**Work to be completed**
Copy word for word the lines from the very first one below through the line with "[[500, 103], [299, 137], [178, 345]]", counting that line too.

Stored items from a collection:
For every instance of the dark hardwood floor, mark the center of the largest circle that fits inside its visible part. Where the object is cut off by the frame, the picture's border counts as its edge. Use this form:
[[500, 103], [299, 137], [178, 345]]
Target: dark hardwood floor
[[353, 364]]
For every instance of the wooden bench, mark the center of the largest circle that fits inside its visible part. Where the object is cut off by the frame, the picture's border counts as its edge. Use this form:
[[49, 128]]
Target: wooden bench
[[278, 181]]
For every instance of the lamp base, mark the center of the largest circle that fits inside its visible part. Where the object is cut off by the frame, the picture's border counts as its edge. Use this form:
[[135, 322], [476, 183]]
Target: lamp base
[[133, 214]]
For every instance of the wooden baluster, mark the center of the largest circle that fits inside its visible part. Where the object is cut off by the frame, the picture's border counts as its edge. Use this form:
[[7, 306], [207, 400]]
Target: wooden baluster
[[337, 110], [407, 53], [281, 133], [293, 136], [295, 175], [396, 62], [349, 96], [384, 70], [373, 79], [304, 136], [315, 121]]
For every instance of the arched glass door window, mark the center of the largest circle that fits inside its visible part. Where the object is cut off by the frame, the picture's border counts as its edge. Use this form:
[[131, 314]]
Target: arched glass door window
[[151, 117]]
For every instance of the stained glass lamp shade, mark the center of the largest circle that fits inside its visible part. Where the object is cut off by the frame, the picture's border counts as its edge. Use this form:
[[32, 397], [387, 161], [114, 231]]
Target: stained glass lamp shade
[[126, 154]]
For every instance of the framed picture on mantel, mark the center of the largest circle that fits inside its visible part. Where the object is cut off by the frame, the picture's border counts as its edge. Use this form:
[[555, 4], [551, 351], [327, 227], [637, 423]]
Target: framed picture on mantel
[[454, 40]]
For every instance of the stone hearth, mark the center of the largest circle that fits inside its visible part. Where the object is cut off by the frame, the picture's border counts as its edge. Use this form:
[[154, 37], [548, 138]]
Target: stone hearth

**Problem solution**
For every instance of the dark hardwood floor, mark the center of the largest circle that fits inside its visible part. Where the object is cut off by the frame, the picture's border counts as its edge. Use this form:
[[500, 103], [299, 137], [178, 345]]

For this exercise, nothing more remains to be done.